> _PASSAGE PROVIDED_:
=====
Yee Man ymc@paxil.stanford.edu
Sun, 8 Dec 2002 10:53:02 -0800 (PST)


Thanks for your reply, Ewan.

> I have in my Wise2 package (the commandline program is dnal, look at
> www.ebi.ac.uk/Wise2) but have not bothered to link it into the XS system
> into Perl, although alot of the stubs are there. 
> 

BTW, what kind of optimization did you do beyond the vanilla
Smith-Waterman?

> There a series of different improvements to smith waterman you can do some
> of which are published, and some are just "knowledge" swapped between
> different practioners; some of the best people at this are Phil Green
> (wrote SWAT, which has some improvemnents there) and Guy Slater (in my
> group at the EBI); but there is a large number of people with different
> algorithmical tricks for speed - to be honest, I am not sure what Gotoh's
> Improvement is.
> 

Thanks for pointing out different places for optimizing the algorithm.
I will check them out later.
=====
> _STORED DATA_:
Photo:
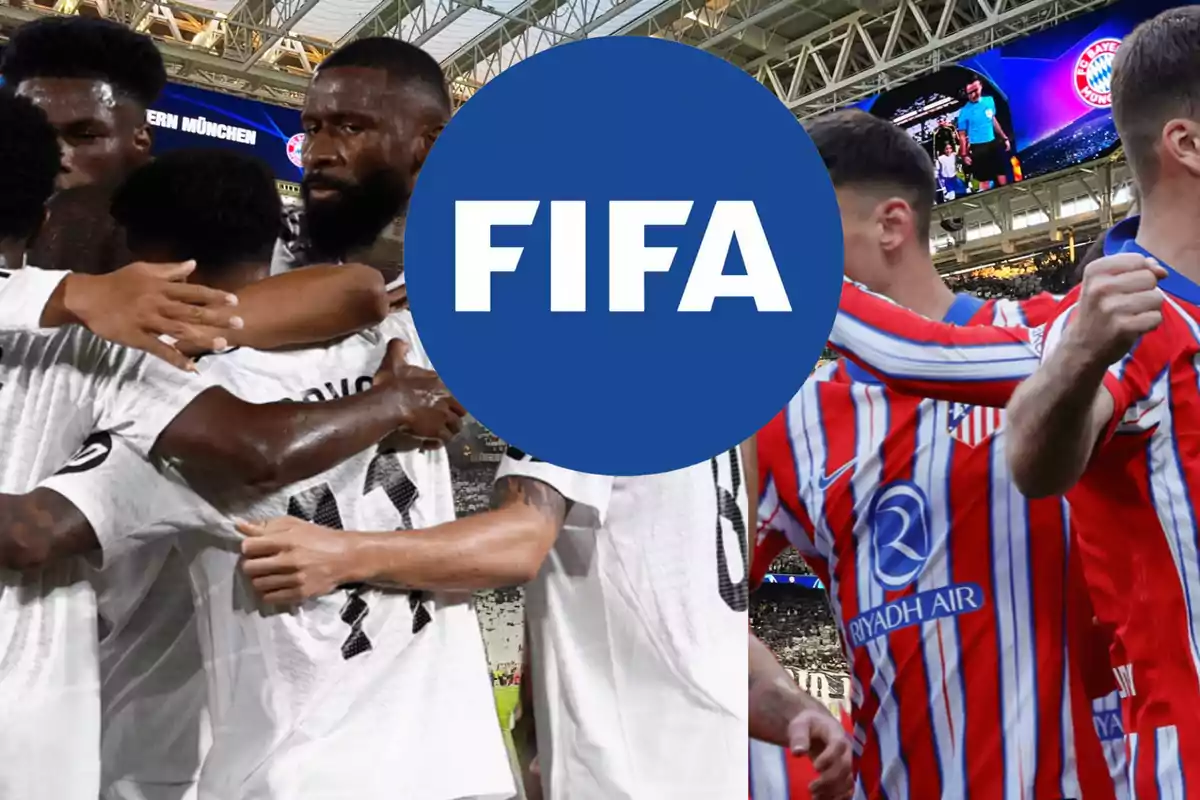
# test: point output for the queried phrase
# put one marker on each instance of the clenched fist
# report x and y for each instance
(1119, 302)
(432, 415)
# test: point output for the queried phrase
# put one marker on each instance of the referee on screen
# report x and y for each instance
(984, 145)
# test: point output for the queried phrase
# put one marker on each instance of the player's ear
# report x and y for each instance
(897, 223)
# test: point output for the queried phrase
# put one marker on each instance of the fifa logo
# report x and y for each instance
(630, 259)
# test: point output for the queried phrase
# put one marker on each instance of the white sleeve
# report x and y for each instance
(23, 296)
(139, 395)
(593, 491)
(124, 497)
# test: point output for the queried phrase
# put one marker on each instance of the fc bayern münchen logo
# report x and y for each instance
(295, 148)
(1093, 72)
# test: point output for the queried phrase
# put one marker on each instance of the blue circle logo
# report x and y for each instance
(623, 256)
(901, 534)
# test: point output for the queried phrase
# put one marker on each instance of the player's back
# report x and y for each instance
(951, 608)
(364, 692)
(55, 389)
(1139, 499)
(637, 623)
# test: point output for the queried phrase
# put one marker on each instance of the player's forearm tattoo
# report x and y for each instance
(41, 527)
(531, 492)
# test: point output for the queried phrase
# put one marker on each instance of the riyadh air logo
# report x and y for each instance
(295, 150)
(901, 546)
(900, 536)
(609, 277)
(1093, 72)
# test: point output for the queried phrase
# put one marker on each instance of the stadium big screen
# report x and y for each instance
(189, 116)
(1049, 94)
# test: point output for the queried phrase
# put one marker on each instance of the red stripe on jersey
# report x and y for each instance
(1017, 639)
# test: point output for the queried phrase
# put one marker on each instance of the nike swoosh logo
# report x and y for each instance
(826, 481)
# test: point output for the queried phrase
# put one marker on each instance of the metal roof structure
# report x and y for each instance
(814, 54)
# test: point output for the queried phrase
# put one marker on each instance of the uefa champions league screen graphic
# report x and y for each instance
(1050, 94)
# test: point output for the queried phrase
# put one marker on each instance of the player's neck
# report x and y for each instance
(919, 288)
(1168, 229)
(12, 253)
(234, 277)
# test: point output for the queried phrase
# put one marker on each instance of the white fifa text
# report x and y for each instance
(629, 257)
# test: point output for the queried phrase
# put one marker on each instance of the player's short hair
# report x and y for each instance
(405, 64)
(863, 151)
(30, 162)
(1156, 77)
(83, 47)
(217, 206)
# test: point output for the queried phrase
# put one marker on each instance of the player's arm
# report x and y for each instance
(289, 560)
(1073, 401)
(781, 713)
(220, 437)
(133, 306)
(41, 527)
(310, 305)
(979, 365)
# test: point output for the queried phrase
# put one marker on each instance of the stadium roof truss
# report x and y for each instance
(814, 54)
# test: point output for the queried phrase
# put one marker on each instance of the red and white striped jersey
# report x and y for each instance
(984, 365)
(952, 590)
(1145, 482)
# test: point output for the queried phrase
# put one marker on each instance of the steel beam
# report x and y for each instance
(864, 53)
(1031, 215)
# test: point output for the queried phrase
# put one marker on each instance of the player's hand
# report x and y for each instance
(1119, 302)
(397, 298)
(432, 416)
(139, 302)
(819, 735)
(289, 560)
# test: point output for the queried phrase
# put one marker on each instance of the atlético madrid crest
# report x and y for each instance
(295, 148)
(973, 425)
(1093, 72)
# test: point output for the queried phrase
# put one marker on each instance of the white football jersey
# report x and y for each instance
(23, 296)
(637, 623)
(154, 716)
(57, 389)
(363, 693)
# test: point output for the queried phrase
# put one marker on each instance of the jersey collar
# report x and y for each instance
(960, 312)
(1122, 238)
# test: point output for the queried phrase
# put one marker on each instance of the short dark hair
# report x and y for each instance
(1156, 77)
(217, 206)
(405, 64)
(30, 162)
(864, 151)
(83, 47)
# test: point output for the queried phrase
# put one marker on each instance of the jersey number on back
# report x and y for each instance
(730, 521)
(319, 506)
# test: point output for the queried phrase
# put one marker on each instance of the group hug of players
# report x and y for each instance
(1018, 593)
(231, 570)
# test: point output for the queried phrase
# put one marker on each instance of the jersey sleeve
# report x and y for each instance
(781, 511)
(592, 491)
(121, 494)
(138, 395)
(23, 296)
(981, 365)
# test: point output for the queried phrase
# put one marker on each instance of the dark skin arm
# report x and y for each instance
(309, 306)
(291, 560)
(271, 445)
(41, 527)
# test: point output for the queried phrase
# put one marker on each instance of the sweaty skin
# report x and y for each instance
(102, 134)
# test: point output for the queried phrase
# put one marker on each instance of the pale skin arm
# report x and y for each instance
(781, 713)
(289, 560)
(1055, 419)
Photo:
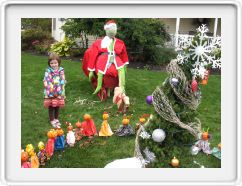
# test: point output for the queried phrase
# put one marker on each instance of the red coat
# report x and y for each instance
(98, 60)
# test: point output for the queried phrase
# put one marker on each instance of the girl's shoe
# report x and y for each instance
(53, 123)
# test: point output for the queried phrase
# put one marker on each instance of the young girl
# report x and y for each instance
(54, 88)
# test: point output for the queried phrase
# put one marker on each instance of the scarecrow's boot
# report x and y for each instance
(99, 83)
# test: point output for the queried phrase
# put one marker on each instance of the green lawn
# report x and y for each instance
(140, 83)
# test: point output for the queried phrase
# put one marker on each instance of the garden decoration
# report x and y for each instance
(25, 160)
(203, 144)
(50, 145)
(34, 160)
(125, 129)
(105, 62)
(121, 100)
(60, 139)
(175, 162)
(42, 154)
(216, 151)
(105, 128)
(78, 131)
(70, 136)
(142, 120)
(149, 99)
(88, 126)
(176, 101)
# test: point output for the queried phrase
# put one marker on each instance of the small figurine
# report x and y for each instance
(121, 100)
(50, 145)
(203, 144)
(88, 126)
(142, 120)
(105, 128)
(25, 160)
(60, 139)
(125, 129)
(42, 154)
(34, 161)
(70, 137)
(216, 151)
(78, 131)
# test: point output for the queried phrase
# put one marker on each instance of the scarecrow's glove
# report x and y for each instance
(91, 75)
(99, 83)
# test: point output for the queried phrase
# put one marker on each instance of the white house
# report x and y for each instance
(176, 27)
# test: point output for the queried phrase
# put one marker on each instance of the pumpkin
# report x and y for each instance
(175, 162)
(86, 117)
(41, 145)
(24, 156)
(219, 145)
(51, 133)
(125, 121)
(59, 132)
(69, 128)
(105, 116)
(142, 120)
(29, 148)
(205, 136)
(78, 124)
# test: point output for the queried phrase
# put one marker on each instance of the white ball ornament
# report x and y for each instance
(158, 135)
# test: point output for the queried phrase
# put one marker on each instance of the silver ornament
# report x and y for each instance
(174, 81)
(195, 150)
(158, 135)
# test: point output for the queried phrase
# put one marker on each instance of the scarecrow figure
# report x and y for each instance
(105, 62)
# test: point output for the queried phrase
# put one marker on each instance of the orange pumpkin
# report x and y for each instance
(59, 132)
(175, 162)
(78, 124)
(51, 133)
(105, 116)
(24, 156)
(142, 120)
(86, 117)
(69, 128)
(205, 136)
(125, 121)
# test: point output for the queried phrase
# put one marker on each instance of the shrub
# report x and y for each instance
(29, 38)
(62, 48)
(44, 46)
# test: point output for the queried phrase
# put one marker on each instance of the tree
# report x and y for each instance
(175, 126)
(142, 36)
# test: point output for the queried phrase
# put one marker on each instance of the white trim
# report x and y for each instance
(177, 30)
(215, 27)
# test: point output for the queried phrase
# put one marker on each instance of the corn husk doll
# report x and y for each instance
(25, 160)
(60, 139)
(34, 161)
(88, 126)
(105, 128)
(70, 137)
(78, 131)
(125, 129)
(50, 145)
(42, 154)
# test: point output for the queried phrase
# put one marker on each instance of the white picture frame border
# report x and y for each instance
(3, 116)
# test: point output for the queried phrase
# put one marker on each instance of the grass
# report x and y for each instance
(140, 83)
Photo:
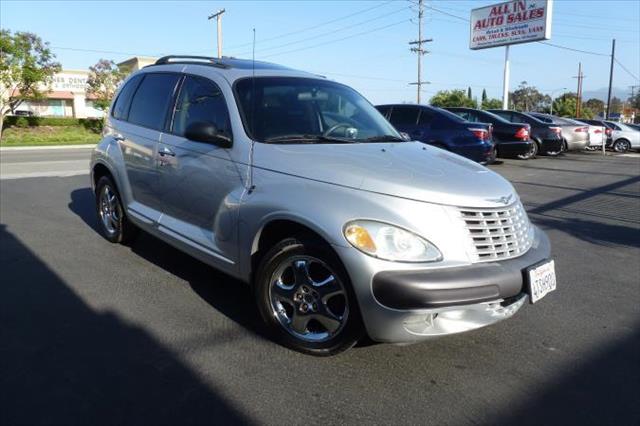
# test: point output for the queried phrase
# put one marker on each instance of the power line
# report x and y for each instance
(111, 52)
(337, 40)
(448, 14)
(330, 32)
(572, 49)
(624, 68)
(314, 26)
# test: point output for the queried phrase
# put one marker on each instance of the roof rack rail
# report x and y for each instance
(190, 59)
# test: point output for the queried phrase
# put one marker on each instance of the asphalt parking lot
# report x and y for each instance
(96, 333)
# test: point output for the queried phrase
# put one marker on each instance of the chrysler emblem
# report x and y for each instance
(503, 200)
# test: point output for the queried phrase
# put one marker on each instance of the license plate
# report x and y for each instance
(542, 280)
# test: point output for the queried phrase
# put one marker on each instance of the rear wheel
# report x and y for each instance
(621, 145)
(556, 152)
(305, 297)
(532, 152)
(112, 220)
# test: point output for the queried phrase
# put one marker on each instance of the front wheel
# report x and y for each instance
(532, 152)
(621, 145)
(305, 297)
(112, 220)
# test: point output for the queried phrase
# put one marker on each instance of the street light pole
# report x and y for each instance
(552, 92)
(218, 16)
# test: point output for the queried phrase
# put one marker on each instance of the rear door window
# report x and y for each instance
(121, 107)
(384, 110)
(426, 117)
(404, 116)
(152, 100)
(200, 100)
(504, 114)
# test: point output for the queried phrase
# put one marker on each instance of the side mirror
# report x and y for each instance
(202, 131)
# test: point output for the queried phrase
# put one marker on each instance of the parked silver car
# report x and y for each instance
(597, 133)
(623, 137)
(298, 186)
(575, 135)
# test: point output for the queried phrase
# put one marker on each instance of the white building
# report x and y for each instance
(68, 97)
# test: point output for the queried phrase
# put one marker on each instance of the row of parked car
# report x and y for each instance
(484, 135)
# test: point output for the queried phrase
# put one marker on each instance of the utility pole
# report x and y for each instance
(613, 58)
(218, 16)
(505, 79)
(419, 50)
(580, 77)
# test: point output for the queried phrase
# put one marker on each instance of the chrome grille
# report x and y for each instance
(501, 233)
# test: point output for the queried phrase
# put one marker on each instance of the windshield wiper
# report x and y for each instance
(307, 139)
(383, 138)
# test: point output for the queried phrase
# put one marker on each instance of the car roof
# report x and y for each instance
(231, 69)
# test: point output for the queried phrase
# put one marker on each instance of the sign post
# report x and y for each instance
(511, 22)
(505, 82)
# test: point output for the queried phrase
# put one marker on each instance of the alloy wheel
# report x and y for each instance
(308, 299)
(621, 146)
(109, 210)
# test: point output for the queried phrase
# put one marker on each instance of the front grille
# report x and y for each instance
(501, 233)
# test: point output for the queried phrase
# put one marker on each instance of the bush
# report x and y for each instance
(93, 124)
(22, 122)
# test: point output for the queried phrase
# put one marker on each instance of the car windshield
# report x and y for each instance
(307, 110)
(486, 115)
(453, 116)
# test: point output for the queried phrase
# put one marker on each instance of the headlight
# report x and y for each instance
(389, 242)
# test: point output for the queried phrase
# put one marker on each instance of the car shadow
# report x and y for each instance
(592, 231)
(229, 296)
(226, 294)
(595, 392)
(64, 362)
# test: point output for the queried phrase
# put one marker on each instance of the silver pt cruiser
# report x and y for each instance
(298, 186)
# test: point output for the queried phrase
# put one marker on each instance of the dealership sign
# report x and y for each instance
(518, 21)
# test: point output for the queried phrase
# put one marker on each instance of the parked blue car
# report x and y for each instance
(444, 129)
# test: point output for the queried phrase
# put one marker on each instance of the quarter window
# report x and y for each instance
(426, 117)
(152, 99)
(201, 100)
(121, 107)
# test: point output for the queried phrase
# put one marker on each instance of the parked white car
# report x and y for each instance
(624, 137)
(597, 134)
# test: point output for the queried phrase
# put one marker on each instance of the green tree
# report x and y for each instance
(528, 98)
(27, 67)
(616, 106)
(596, 106)
(565, 105)
(491, 103)
(452, 98)
(104, 79)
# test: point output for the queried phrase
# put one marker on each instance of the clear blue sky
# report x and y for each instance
(360, 43)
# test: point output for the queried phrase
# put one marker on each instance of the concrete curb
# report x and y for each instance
(45, 147)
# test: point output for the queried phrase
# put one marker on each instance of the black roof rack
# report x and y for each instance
(189, 59)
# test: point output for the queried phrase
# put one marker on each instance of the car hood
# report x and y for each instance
(409, 170)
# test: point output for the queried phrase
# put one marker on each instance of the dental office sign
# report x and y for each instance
(512, 22)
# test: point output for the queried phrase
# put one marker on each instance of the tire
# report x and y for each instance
(556, 153)
(531, 154)
(112, 219)
(303, 314)
(621, 145)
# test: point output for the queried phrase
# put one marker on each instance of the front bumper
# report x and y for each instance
(513, 148)
(404, 306)
(550, 145)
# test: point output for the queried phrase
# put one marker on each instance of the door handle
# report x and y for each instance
(166, 152)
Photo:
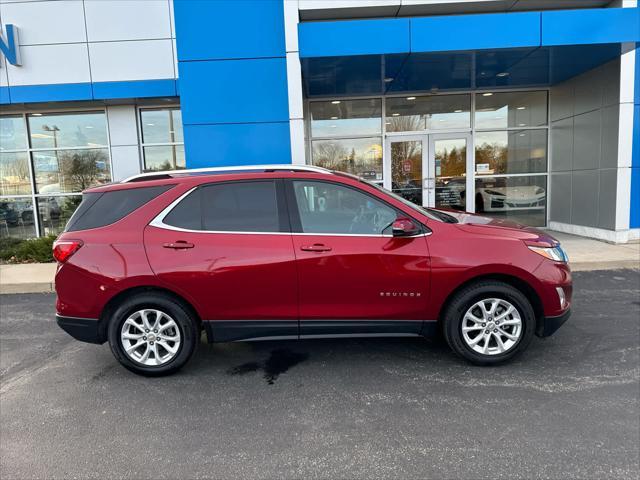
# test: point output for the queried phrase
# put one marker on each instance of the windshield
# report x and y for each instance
(430, 212)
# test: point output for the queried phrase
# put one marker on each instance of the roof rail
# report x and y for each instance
(259, 168)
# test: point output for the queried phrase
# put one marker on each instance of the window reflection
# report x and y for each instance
(511, 110)
(406, 170)
(16, 218)
(434, 112)
(14, 173)
(346, 117)
(164, 157)
(68, 130)
(55, 212)
(161, 126)
(522, 199)
(511, 152)
(362, 156)
(163, 139)
(67, 171)
(451, 168)
(13, 133)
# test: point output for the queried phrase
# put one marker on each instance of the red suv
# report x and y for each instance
(287, 252)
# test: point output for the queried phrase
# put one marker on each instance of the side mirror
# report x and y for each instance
(404, 227)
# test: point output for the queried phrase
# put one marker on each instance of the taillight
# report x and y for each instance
(63, 249)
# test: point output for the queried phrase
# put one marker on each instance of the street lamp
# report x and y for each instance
(54, 129)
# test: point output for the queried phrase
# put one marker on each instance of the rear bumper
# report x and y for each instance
(83, 329)
(548, 325)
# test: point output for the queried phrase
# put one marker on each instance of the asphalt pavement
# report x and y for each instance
(351, 408)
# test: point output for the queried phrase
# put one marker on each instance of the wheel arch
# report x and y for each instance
(120, 297)
(526, 289)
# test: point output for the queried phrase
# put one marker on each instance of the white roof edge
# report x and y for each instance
(289, 167)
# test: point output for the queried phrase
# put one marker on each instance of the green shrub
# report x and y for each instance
(33, 250)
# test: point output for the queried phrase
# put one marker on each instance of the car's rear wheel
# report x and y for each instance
(152, 334)
(489, 322)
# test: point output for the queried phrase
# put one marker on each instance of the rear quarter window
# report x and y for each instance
(104, 208)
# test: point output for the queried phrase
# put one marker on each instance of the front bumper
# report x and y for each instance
(548, 325)
(83, 329)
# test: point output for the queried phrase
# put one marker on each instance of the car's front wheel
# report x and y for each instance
(489, 322)
(152, 334)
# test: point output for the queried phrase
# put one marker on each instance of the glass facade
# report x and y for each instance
(509, 135)
(439, 112)
(511, 155)
(162, 139)
(46, 160)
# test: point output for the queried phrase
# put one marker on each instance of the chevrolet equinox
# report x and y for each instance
(288, 252)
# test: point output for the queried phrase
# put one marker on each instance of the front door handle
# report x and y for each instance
(179, 245)
(316, 247)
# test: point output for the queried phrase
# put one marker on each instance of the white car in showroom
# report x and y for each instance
(496, 197)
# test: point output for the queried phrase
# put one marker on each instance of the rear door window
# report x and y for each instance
(230, 207)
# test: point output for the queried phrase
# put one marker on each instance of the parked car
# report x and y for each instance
(296, 252)
(496, 196)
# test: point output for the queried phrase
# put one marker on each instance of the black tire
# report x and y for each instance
(468, 296)
(187, 325)
(479, 203)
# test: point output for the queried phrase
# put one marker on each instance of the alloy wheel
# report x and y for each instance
(492, 326)
(150, 337)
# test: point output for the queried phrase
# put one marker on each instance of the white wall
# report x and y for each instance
(78, 41)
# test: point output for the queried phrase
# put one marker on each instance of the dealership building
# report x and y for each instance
(525, 110)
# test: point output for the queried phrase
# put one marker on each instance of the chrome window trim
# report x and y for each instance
(158, 222)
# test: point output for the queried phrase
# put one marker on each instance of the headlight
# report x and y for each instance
(557, 254)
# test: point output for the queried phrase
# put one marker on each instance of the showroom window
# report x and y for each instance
(511, 134)
(347, 136)
(433, 112)
(46, 160)
(509, 129)
(162, 139)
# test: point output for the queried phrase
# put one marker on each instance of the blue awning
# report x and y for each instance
(363, 57)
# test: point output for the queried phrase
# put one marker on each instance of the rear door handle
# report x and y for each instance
(179, 245)
(316, 247)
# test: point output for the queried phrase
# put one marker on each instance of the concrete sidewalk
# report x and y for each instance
(27, 277)
(584, 254)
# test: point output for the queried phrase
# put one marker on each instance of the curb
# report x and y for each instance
(610, 265)
(11, 288)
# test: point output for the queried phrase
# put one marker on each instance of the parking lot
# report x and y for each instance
(353, 408)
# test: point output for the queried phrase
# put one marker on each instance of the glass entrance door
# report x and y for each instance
(430, 170)
(449, 160)
(406, 167)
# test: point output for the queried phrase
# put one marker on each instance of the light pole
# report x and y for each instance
=====
Write the next part of the email exchange about speeding up Smith-Waterman, picking up after its final line. The items have no role in this.

> _THE RESPONSE_:
The original vanilla Smith-Waterman as described in the 1981 paper
has a time complexity O(m*m*n). Gotoh's 1982 paper showed how to
reduce the gap insertion calculation to a recurrence relation such
that you can reduce the time complexity to O(m*n). You can find his
paper and other classic papers here:

http://poweredge.stanford.edu/BioinformaticsArchive/ClassicArticlesArchive/gotoh1982.pdf

> 
> To be more honest, once you have written a piece of code with sensible
> memory layout then you will only be changing the runtime speed by a factor
> of 0.9 or 0.8 at best; to tackle more problems in less time you need to
> move to heuristics such as BLAST, exonerate, BLAT or SSAHA which all use
> different seed-extension-alignment strategies. There is again alot of
> distributed knowledge in this area - you are more than welcome to get
> stuck in and try some ideas out, but I'd definitely suggest you check out
> some of these programs first off.
> 

We have been using BLAST and BLAT extensively already. I still couldn't
figure out why I can only get fragmented alignment with SSAHA though. 
But sometimes when we have idle CPUs and we would like to do the right
thing (ie SW), we want to run SW in some cases.

> 
> If you would like to do this, great! Come up with a pretty sensible
> directory structure that could be worked into bioperl-ext (ie, a standard
> Perl XS extension) and model the Bioperl bridge code after pSW; then tar
> it up and I would be happy to take a look at it for inclusion.
> 

Cool! I will try it out in my spare time then. :)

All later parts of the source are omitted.